INSTRUCTIONS FOR THE TASK: An exact copy of the listing is what the response must contain.

──────────

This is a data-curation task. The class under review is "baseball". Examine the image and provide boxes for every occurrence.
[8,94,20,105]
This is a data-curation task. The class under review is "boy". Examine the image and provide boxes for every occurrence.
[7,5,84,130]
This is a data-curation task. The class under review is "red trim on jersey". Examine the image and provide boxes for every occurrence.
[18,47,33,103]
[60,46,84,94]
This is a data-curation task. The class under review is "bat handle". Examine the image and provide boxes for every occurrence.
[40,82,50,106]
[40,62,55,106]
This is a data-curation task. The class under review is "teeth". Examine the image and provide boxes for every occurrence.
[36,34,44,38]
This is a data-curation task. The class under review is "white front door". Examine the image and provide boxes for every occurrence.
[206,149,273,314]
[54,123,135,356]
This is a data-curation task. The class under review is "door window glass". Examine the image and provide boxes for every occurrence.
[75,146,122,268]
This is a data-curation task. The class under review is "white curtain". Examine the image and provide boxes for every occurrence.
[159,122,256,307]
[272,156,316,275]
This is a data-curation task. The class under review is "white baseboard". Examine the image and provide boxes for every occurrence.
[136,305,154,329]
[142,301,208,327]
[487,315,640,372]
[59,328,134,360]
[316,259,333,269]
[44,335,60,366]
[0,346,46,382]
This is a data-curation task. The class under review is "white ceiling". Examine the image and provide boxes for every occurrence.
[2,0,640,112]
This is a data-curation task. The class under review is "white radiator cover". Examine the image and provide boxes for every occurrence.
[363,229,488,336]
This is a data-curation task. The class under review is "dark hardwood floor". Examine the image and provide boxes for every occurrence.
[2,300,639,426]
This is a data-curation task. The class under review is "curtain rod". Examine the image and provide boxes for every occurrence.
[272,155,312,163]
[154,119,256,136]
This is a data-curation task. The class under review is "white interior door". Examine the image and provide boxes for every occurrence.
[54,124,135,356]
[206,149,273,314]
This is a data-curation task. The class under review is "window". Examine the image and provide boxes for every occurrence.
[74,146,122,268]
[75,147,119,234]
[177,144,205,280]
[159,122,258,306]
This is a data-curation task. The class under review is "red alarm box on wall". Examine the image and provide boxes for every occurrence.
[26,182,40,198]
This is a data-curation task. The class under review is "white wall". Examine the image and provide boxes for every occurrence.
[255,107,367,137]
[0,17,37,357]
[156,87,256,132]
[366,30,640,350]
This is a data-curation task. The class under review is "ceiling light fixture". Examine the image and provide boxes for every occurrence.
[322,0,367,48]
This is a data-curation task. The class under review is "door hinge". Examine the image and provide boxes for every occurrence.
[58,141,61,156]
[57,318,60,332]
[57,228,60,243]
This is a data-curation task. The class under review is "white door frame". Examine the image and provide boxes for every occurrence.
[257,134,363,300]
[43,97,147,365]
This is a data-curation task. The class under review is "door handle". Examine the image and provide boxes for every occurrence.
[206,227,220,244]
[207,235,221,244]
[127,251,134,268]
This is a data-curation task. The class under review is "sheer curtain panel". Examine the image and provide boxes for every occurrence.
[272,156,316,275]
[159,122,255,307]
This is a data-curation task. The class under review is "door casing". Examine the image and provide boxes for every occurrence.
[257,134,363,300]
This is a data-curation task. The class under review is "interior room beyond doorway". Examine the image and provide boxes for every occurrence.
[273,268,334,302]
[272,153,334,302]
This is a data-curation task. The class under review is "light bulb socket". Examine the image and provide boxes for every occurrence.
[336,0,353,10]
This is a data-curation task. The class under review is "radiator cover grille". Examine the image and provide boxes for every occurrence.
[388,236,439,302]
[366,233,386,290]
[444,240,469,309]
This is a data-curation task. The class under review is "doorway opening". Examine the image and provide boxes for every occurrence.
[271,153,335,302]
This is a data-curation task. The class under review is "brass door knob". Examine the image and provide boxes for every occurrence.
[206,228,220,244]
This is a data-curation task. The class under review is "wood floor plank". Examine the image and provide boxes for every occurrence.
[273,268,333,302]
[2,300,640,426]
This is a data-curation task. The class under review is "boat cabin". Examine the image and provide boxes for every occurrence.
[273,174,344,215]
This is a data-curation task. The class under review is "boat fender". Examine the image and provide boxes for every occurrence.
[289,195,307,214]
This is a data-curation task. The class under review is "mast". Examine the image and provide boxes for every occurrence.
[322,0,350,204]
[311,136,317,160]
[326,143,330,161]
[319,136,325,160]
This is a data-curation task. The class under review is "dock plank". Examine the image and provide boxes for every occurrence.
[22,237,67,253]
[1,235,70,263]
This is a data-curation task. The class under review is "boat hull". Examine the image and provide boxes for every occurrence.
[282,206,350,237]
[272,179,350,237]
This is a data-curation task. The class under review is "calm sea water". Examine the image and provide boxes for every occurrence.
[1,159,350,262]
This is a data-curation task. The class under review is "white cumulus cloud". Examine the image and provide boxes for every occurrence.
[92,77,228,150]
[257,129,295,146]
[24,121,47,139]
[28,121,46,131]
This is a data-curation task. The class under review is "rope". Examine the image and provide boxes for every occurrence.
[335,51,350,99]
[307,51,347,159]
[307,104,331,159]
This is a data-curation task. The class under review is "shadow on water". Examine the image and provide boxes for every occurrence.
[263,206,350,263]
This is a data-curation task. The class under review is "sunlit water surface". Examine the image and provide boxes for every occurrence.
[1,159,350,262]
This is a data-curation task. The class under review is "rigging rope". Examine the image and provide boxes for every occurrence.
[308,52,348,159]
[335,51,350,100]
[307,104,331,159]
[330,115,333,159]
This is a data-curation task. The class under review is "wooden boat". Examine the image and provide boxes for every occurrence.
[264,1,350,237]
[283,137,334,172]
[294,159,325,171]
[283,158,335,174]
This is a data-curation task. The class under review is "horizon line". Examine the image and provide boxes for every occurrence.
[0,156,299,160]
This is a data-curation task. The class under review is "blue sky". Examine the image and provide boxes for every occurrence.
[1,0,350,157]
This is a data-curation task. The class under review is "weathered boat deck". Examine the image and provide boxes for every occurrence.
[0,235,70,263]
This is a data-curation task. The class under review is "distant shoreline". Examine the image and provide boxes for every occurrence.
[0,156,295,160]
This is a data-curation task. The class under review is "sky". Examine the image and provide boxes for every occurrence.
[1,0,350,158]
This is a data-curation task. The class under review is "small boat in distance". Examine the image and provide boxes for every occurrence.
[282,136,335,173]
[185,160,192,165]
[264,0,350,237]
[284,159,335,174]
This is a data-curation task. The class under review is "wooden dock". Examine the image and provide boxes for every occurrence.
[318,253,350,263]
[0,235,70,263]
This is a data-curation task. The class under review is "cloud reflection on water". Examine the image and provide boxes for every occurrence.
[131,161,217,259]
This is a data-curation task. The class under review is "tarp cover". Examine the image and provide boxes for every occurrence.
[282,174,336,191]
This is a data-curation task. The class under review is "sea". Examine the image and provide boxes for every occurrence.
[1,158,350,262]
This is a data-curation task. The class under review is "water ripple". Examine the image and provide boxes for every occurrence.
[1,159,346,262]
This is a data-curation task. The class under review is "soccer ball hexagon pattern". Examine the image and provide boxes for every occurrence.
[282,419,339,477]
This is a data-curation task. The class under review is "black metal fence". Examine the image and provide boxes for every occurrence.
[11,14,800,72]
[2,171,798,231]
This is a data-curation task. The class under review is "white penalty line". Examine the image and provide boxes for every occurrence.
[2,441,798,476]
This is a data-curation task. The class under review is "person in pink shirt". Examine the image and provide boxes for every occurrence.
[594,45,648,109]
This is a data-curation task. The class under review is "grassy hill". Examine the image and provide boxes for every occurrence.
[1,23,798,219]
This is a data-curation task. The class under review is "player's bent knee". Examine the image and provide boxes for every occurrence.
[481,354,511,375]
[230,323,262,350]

──────────

TASK ANSWER:
This is a data-curation task. The class under review is "baseball". Examine the image and provide boxes for every occurrence.
[8,94,20,105]
This is a data-curation task. The class under review is "boy". Examine the image and provide boxes for every occurrence.
[7,5,84,130]
This is a data-curation task. The class under review is "red trim on jersey". Examine the image and provide boxes for every occurrence.
[18,47,33,103]
[60,46,84,94]
This is a data-curation task. The class under review is "bat handle". Examine the image and provide boxes for every occurrence.
[40,82,50,106]
[40,62,55,106]
This is a data-curation task. The class under review is "teeth". Examine the image and provide boxes for every occurrence.
[36,34,44,38]
This is a data-curation task. The class under review is "white front door". Examine the image and provide boxes for every occurrence.
[206,149,273,314]
[54,123,135,356]
This is a data-curation task. The class under review is "door window glass". Examine the image and provide boxes for every occurrence.
[75,146,122,268]
This is a data-curation task. The class under review is "white curtain". Examine the image and provide boxes for every occurrence.
[159,122,256,307]
[272,156,316,275]
This is a data-curation task. The class under review is "white baseboard". Examine the image and provide boxes for every occurrence.
[136,305,154,329]
[142,301,208,327]
[487,315,640,372]
[59,328,134,360]
[316,259,333,269]
[44,335,60,366]
[0,346,46,382]
This is a data-curation task. The class under review is "white ceiling". Examine the image and provide boxes for every occurrence.
[2,0,640,112]
This is a data-curation task. The class under review is "white radiator cover". Examine the image and provide boxes for every occurrence.
[363,229,488,336]
This is a data-curation task. The class under review is "dark hardwood floor". Examine the image and provide boxes for every occurrence.
[2,300,639,426]
This is a data-curation task. The class under review is "curtain rod". Examine the image and provide boxes for every occurrence.
[272,155,312,163]
[154,119,256,136]
This is a data-curation task. The class under review is "white interior door". Examine the image and provide boxes for every occurrence.
[54,124,135,356]
[206,149,273,314]
This is a data-curation task. The class under review is "window". Examine the image and provide boxes for every occurrence.
[74,146,122,268]
[75,147,119,234]
[177,144,205,280]
[159,122,258,306]
This is a data-curation task. The class under review is "red alarm box on wall". Examine the image and provide boxes for every occurrence.
[26,182,40,198]
This is a data-curation task. The class under review is "white wall". Examine the image and provide boxes for every occurrence.
[255,107,367,137]
[0,17,37,357]
[156,87,256,132]
[366,30,640,350]
This is a data-curation task. The class under review is "ceiling light fixture". Examine the image and provide boxes for every occurrence.
[322,0,367,48]
This is a data-curation task. The class under review is "door hinge". Examine the image and provide boxes for every occurrence.
[58,141,61,156]
[57,318,60,332]
[57,228,60,243]
This is a data-curation task. The class under review is "white door frame". Examine the image and provide boxes for every occurrence.
[257,134,363,300]
[43,97,147,365]
This is a data-curation task. The class under review is "door handle". Examine the image and provide boxes for every occurrence.
[206,227,220,244]
[207,235,221,244]
[127,251,134,268]
This is a data-curation task. The class under review is "sheer curtain panel". Examine the image and provide boxes for every occurrence.
[272,156,316,275]
[159,122,255,307]
This is a data-curation task. The class under review is "door casing". Examine the image and provide boxes for every occurrence.
[257,134,363,300]
This is a data-curation task. The class under review is "interior room beyond doorway". Examine the image and provide boxes for every occurrence.
[273,268,334,302]
[272,153,334,302]
This is a data-curation task. The class under review is "light bulb socket". Examine the image and provide boxes for every occurrence.
[336,0,353,10]
This is a data-curation task. The class under review is "radiator cover grille". Examine the image and provide boxes for every occurrence.
[388,236,439,302]
[366,233,386,290]
[444,240,469,309]
This is a data-curation task. The class under review is "doorway opening". Examine the image and provide boxes for every occurrence.
[271,153,335,302]
This is a data-curation task. The class under review is "brass door knob". Examine the image and provide boxes for every occurrence.
[206,228,220,244]
This is a data-curation task. The class under review is "wood floor plank". Examine the image and provide boxes for every occurrence.
[273,268,333,302]
[2,300,640,426]
This is a data-curation task. The class under review is "boat cabin". Examine the image and provide boxes for every occurrence.
[273,174,344,215]
This is a data-curation task. The class under review is "boat fender". Examine the image and provide boxes for every occurrence.
[289,195,307,214]
This is a data-curation task. The class under review is "mast". Examine the image and provide boxes for every occurrence.
[322,0,350,204]
[311,136,317,160]
[326,143,330,161]
[319,136,325,160]
This is a data-curation task. The class under review is "dock plank". Examine the image and provide boxes for every occurrence.
[22,237,67,253]
[1,235,70,263]
This is a data-curation task. The class under review is "boat hull". Examine the image and provide boxes for every occurrence.
[282,206,350,237]
[272,179,350,237]
This is a data-curation task. The class under review is "calm sea water". Examine the image and provide boxes for every occurrence.
[1,159,350,262]
This is a data-curation task. The class under review is "white cumulus cloud". Examine the image and provide boxes for every occurrence.
[92,77,228,150]
[257,129,295,146]
[24,121,47,139]
[28,121,46,131]
This is a data-curation task. The class under review is "rope". Examine the image and provide boxes for every occurrence.
[335,51,350,99]
[307,51,347,159]
[307,104,331,159]
This is a data-curation task. The class under review is "shadow on water". Examine the image and provide boxes for every occurrence.
[263,206,350,263]
This is a data-curation task. The class under review is "sunlit water surface". Examine the image and provide boxes for every occurrence.
[1,159,350,262]
This is a data-curation task. The class under review is "rigging rope". Examine the image and provide boxes for every occurrence.
[308,52,348,159]
[335,51,350,100]
[307,104,331,159]
[330,115,333,159]
This is a data-curation task. The class under review is "wooden boat". Examine the image and provide boxes for every occurrence.
[264,1,350,237]
[283,137,334,172]
[294,159,325,171]
[283,158,335,174]
This is a data-curation task. The class under review is "horizon line". Examine the image and provide boxes for every occurrence.
[0,156,299,160]
This is a data-curation task. The class under review is "blue sky". Examine the image and provide boxes for every occurrence.
[1,0,350,157]
This is a data-curation task. The class under review is "weathered boat deck". Examine the image and provide boxes for every occurrence.
[0,235,70,263]
This is a data-curation task. The class under review is "distant shoreline". Examine the image and provide boxes for every occurrence.
[0,156,295,160]
This is a data-curation task. The class under review is "sky". Examine the image and provide boxes for every occurrence.
[1,0,350,158]
This is a data-curation task. The class under review is "small boat in distance". Examine the image and provide boxes for every occurrence.
[282,136,335,173]
[185,160,192,165]
[264,0,350,237]
[284,159,335,174]
This is a data-curation task. The class under review is "wooden dock". Examine the image and provide boxes for every occurrence.
[318,253,350,263]
[0,235,70,263]
This is a data-curation task. The class under review is "cloud reflection on water". Examine the image and provide boxes for every occurrence.
[131,161,217,259]
This is a data-curation task. The class under review is "tarp cover". Examine the image and provide boxes for every occurrence.
[282,174,336,191]
This is a data-curation task. The class under review is "sea". Examine the image and provide boxes for every occurrence.
[1,158,350,262]
This is a data-curation task. The class under review is "water ripple". Examine the image and provide boxes for every occurrence.
[1,159,346,262]
This is a data-curation task. The class under review is "soccer ball hexagon pattern". Examine the image and provide boxes for every occurrence.
[282,419,339,477]
This is a data-curation task. The class under review is "black metal fence". Examine the image and provide boxes for every occurrence.
[11,14,800,72]
[2,171,798,231]
This is a data-curation task. The class under review is "white penalty line". Examine the image and provide boxes for every occurrence.
[2,441,798,476]
This is a data-curation task. The class under review is "person in pink shirt". Examine the image and provide boxes for every occurrence.
[594,45,648,109]
This is a data-curation task. The class under review is "grassy hill". Examine the image and provide boxes for every occurrence.
[1,23,798,219]
This is a data-curation task. The class under review is "player's bent knee". Examine the image and provide boxes for every occurrence.
[481,354,511,375]
[230,323,262,350]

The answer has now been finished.